## BEGIN

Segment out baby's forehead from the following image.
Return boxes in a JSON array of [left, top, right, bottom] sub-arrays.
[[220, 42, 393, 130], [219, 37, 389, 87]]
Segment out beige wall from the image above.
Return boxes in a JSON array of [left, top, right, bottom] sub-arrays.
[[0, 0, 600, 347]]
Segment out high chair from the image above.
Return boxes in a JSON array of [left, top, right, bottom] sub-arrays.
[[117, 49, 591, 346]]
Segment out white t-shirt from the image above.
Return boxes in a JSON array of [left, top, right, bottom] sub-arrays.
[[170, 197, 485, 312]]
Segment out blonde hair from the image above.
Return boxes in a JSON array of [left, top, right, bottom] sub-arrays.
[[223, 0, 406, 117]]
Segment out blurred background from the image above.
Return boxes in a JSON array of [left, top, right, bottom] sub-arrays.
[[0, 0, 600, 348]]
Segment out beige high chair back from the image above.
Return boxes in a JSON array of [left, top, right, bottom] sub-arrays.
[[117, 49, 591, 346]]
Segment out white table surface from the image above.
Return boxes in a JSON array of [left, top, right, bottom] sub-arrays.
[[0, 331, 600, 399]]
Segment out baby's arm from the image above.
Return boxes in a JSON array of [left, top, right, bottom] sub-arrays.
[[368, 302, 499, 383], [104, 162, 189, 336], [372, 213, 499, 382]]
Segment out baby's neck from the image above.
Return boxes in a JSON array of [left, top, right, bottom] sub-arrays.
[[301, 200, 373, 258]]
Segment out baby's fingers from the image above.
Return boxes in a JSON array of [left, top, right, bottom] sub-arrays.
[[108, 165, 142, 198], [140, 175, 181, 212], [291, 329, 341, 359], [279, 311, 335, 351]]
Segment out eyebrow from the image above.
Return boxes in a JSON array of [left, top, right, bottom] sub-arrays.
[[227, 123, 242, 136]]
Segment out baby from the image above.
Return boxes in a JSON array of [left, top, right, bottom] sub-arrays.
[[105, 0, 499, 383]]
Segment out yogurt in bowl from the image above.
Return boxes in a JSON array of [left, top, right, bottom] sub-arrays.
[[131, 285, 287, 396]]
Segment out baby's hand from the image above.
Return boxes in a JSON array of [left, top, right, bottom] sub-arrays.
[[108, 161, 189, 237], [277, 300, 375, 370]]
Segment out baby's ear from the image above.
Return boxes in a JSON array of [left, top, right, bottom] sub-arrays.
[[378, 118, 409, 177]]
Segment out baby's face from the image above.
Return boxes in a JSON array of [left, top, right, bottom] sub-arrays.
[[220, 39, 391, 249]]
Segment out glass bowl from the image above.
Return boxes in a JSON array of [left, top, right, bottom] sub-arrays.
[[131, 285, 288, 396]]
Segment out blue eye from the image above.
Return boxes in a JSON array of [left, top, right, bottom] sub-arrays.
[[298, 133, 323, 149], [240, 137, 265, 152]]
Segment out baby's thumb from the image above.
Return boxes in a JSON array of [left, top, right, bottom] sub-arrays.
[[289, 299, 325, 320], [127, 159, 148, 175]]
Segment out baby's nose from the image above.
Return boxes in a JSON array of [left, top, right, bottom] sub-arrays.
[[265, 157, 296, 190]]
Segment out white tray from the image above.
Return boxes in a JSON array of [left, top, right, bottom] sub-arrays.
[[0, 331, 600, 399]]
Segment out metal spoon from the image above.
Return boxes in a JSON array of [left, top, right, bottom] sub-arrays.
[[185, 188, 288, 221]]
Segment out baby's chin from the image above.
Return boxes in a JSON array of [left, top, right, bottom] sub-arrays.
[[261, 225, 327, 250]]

## END
## BEGIN

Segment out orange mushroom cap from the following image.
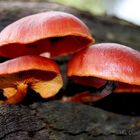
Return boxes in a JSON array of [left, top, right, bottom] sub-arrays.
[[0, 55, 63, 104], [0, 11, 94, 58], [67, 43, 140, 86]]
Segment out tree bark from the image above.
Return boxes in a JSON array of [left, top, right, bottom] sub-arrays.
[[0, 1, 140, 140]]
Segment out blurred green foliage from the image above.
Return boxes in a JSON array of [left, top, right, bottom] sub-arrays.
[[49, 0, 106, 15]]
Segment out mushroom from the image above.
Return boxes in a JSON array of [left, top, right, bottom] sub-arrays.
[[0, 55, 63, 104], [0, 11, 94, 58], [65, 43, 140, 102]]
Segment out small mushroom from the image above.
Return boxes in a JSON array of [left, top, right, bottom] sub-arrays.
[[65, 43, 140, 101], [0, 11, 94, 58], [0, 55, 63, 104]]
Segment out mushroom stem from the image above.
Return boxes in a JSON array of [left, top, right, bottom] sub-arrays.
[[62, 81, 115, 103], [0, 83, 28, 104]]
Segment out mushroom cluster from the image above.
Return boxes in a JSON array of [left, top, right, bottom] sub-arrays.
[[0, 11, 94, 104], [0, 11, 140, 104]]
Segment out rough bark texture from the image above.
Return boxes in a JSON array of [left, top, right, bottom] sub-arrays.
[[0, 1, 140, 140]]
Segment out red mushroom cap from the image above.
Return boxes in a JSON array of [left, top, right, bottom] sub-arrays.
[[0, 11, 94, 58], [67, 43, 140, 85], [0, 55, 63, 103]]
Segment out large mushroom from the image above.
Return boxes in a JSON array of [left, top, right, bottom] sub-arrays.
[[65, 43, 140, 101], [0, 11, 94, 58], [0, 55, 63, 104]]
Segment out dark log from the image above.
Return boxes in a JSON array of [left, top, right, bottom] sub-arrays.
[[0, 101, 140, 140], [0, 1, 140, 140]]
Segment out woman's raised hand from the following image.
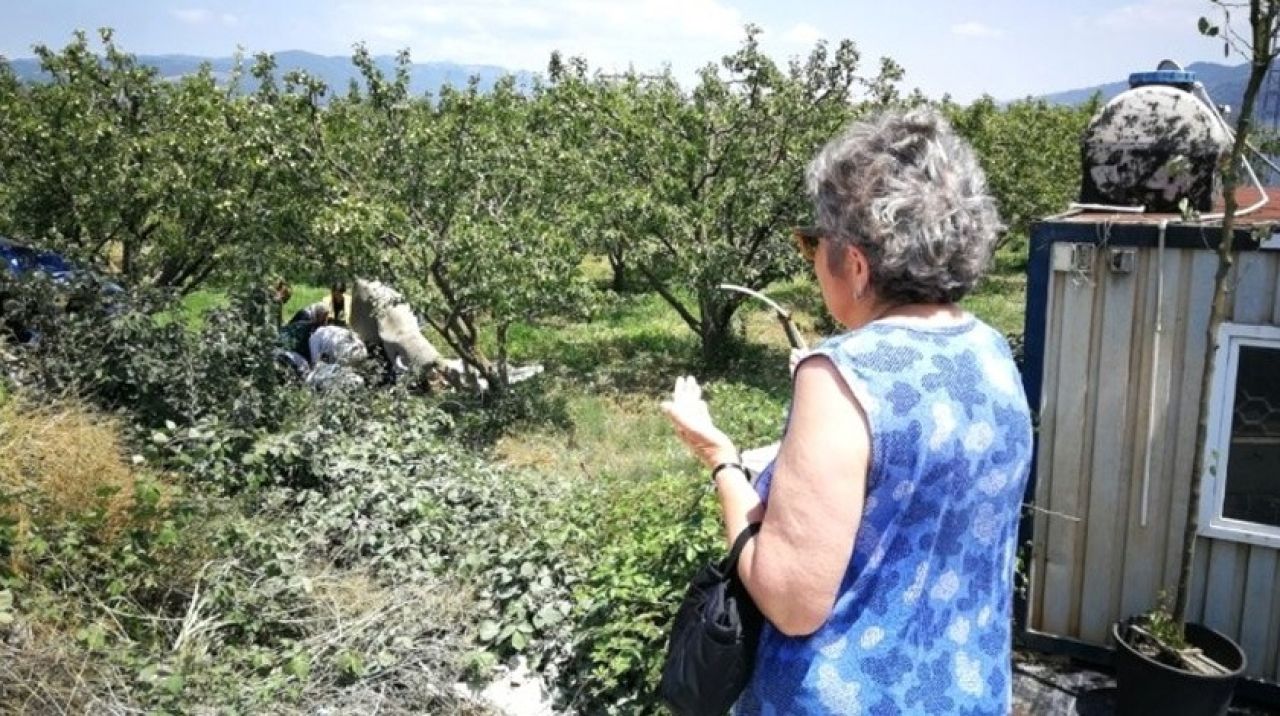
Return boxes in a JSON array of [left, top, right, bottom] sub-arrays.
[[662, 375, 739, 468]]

## END

Copy, word for word, the lines running from the one containing "Segment out dark log from the image above." through the one containing "[[662, 375, 739, 468]]". Leave the pictures out of your copy.

Segment out dark log from the image above.
Return boxes in a JSON array of [left, top, right, bottom] sub-arrays.
[[0, 101, 140, 140], [0, 1, 140, 140]]
Segment out woman's raised hand from the following image.
Return boxes in a JSON array of [left, top, right, bottom] sub-arrays.
[[662, 375, 739, 468]]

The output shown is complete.